Start of Given information

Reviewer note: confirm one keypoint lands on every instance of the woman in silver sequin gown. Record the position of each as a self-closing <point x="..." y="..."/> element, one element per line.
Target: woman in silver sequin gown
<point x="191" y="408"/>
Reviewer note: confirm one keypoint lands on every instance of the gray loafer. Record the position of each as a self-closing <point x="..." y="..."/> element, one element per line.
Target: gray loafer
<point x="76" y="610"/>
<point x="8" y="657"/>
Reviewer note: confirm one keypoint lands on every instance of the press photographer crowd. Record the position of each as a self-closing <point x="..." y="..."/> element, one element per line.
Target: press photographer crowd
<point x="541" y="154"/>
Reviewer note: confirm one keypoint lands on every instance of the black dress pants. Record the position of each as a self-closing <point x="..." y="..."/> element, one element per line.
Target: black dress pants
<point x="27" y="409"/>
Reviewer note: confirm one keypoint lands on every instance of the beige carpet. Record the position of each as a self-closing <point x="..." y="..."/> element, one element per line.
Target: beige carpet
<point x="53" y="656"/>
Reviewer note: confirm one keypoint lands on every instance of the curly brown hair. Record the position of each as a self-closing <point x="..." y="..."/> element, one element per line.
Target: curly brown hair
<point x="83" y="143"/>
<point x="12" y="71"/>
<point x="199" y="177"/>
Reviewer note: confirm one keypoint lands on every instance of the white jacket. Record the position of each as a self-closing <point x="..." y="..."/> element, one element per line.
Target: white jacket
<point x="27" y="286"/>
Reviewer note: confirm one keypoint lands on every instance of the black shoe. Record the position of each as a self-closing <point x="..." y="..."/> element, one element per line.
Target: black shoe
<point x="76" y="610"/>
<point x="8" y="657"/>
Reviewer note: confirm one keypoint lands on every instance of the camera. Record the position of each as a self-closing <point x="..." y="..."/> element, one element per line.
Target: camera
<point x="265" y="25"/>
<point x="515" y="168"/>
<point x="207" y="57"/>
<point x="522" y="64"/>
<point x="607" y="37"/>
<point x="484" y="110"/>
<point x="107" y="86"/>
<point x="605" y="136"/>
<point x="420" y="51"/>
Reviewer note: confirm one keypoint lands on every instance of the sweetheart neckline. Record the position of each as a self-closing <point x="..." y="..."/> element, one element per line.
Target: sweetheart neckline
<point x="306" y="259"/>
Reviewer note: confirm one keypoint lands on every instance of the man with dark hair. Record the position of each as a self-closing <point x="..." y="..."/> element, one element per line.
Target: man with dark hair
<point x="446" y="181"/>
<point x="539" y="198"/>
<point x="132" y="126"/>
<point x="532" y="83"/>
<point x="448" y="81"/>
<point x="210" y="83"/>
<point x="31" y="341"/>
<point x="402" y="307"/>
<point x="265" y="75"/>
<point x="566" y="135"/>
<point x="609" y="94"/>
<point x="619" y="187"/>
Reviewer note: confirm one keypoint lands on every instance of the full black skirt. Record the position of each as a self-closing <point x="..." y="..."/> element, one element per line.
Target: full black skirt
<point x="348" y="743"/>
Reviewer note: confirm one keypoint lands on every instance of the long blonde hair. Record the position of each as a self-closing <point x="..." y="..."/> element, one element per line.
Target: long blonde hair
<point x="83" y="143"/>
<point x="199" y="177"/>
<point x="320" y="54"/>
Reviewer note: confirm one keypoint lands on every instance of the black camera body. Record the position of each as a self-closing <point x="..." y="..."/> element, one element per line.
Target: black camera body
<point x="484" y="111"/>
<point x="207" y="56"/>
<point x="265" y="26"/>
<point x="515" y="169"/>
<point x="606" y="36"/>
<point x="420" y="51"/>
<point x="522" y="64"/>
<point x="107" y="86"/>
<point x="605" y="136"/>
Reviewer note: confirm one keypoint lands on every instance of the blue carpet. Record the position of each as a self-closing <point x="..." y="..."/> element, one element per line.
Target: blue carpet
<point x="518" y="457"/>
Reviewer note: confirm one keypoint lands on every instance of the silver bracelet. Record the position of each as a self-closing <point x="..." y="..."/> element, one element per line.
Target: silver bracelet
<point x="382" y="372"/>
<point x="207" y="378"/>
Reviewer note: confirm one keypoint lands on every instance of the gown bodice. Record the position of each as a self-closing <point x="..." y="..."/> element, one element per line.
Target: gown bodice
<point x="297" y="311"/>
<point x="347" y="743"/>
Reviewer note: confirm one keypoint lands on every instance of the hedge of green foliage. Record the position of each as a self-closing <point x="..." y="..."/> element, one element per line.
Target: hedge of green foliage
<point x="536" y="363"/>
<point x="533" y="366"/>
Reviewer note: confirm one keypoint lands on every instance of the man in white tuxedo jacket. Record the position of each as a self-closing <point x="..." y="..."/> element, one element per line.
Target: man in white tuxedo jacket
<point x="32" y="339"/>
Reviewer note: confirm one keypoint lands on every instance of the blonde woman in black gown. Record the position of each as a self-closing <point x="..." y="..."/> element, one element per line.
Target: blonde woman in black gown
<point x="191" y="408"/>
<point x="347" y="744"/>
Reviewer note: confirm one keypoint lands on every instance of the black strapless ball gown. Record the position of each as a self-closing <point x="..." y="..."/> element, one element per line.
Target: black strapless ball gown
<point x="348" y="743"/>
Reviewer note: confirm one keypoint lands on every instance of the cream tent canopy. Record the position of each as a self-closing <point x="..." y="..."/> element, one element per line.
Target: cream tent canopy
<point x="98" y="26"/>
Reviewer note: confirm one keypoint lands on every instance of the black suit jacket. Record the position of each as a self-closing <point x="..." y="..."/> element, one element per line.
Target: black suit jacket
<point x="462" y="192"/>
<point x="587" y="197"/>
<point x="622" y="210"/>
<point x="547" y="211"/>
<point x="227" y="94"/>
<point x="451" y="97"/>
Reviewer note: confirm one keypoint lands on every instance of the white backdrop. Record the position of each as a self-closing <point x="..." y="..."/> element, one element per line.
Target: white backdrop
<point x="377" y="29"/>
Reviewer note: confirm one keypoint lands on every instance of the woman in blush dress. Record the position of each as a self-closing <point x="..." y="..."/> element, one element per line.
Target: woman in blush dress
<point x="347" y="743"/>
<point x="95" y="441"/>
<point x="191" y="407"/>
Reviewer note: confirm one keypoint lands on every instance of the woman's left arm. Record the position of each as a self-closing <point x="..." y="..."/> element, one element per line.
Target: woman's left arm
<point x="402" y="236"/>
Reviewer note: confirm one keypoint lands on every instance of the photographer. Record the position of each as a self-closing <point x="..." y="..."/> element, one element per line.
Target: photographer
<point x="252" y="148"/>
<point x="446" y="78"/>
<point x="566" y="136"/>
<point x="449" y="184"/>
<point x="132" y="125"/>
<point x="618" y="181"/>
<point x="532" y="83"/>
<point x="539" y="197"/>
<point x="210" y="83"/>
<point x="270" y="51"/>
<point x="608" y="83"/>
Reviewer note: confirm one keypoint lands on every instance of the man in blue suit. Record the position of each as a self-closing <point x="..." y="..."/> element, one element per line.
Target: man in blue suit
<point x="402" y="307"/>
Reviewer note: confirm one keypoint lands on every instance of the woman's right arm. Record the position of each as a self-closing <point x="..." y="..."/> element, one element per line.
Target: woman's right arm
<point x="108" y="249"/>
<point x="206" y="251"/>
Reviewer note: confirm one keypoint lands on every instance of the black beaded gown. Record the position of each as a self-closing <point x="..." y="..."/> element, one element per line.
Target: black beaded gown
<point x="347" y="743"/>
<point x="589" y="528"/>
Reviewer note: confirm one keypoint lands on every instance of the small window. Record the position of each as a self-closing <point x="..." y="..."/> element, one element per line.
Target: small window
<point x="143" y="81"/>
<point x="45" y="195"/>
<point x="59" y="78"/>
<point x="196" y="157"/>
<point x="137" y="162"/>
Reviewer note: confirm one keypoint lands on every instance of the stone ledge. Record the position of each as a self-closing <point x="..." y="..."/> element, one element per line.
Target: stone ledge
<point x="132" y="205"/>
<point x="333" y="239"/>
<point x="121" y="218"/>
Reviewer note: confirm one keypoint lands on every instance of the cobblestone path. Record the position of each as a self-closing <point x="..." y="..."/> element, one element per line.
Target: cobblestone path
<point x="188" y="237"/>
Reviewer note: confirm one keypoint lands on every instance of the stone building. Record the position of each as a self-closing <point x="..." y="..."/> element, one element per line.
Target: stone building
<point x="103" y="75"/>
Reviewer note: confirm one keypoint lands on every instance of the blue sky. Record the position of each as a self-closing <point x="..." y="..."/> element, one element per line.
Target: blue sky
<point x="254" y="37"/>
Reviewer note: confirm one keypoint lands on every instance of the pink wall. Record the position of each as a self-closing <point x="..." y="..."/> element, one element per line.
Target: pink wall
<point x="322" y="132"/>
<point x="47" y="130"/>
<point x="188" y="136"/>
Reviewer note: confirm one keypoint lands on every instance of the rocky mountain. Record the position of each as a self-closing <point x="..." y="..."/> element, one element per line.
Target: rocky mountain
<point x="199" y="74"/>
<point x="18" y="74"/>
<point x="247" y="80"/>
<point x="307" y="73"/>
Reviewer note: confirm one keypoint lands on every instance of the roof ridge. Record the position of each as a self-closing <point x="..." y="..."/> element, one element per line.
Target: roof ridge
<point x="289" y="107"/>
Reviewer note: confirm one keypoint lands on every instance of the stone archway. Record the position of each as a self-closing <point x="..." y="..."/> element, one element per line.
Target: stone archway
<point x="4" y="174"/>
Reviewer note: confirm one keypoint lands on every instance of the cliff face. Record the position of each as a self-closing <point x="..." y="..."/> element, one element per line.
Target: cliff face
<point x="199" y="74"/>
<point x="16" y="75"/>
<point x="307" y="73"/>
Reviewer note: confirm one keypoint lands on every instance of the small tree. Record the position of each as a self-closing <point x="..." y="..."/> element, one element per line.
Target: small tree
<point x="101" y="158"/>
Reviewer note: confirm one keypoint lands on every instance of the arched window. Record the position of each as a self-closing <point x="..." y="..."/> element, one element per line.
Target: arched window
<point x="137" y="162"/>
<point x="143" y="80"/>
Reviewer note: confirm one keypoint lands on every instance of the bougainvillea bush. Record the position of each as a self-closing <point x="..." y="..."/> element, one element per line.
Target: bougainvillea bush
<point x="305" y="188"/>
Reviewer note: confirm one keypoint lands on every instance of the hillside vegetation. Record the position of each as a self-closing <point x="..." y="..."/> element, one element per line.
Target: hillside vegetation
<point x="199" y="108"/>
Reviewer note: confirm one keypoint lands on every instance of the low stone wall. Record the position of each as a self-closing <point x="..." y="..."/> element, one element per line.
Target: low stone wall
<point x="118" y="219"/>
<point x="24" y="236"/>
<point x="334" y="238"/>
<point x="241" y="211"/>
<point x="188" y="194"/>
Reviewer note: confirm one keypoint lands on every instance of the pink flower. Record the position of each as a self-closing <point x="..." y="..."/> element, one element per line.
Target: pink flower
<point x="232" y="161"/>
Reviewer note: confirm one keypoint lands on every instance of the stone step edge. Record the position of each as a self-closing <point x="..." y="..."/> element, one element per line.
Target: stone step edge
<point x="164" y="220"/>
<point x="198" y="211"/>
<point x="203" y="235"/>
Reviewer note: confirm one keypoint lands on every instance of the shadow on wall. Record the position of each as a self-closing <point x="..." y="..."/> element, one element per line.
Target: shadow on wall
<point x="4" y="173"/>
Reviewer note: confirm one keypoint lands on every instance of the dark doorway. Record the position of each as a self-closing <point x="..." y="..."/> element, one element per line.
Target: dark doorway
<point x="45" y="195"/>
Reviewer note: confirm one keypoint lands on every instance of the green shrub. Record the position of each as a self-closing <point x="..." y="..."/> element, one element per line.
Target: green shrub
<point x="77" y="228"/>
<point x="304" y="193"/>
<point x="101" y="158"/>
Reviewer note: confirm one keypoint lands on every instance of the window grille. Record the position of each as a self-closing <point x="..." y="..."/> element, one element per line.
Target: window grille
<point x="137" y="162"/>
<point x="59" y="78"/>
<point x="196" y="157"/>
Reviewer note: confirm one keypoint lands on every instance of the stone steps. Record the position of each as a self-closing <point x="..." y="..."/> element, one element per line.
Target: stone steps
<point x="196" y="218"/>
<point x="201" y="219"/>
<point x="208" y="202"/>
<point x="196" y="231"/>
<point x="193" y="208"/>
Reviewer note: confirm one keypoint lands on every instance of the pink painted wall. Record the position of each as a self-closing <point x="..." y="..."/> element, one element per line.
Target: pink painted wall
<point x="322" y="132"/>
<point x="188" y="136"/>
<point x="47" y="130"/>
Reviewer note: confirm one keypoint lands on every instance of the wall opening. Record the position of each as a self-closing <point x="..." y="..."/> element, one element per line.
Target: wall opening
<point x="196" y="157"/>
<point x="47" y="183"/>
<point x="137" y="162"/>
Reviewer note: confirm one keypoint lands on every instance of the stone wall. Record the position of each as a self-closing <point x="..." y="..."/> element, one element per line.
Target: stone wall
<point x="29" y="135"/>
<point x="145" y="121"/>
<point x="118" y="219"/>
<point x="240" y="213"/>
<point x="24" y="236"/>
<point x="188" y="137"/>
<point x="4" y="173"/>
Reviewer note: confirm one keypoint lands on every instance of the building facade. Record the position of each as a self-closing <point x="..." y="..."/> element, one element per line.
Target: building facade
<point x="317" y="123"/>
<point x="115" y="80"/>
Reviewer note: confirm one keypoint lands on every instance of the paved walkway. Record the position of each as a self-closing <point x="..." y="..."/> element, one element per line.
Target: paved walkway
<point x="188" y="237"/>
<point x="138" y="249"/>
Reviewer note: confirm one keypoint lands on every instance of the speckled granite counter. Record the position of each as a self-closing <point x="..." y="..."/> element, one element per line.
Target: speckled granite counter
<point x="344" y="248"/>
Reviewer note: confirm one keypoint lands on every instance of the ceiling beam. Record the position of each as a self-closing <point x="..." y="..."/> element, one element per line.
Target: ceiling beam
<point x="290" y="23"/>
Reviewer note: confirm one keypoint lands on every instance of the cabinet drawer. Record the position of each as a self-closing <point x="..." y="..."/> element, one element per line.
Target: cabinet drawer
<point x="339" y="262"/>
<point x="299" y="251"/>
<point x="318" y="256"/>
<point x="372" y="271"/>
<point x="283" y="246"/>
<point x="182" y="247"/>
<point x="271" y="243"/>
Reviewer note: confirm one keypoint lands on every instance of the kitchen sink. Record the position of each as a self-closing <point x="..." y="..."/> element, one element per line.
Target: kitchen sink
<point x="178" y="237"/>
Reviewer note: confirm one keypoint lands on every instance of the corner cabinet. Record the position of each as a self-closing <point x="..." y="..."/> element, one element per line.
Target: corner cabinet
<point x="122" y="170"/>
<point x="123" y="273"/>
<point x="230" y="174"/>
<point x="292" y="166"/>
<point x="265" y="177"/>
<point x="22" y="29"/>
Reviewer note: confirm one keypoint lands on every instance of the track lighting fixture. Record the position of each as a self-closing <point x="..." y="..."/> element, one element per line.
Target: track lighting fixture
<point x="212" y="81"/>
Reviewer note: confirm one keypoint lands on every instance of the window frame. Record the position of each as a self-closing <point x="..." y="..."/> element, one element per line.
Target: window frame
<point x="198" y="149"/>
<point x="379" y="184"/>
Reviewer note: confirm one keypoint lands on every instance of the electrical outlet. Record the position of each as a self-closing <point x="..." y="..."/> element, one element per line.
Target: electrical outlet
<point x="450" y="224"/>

End of Given information

Task: Your reply is to repeat, unchanged, the lines above running from the one with "Target: stone step edge" up to and including the one with "of the dark".

Task solution:
Target: stone step edge
<point x="164" y="220"/>
<point x="198" y="211"/>
<point x="203" y="235"/>
Reviewer note: confirm one keypoint lands on every instance of the shadow on wall. Record the position of each as a self-closing <point x="..." y="..."/> element, one element per line.
Target: shadow on wall
<point x="4" y="173"/>
Reviewer note: confirm one keypoint lands on every instance of the dark doorway. Record the position of each as a self-closing <point x="..." y="..."/> element, one element per line.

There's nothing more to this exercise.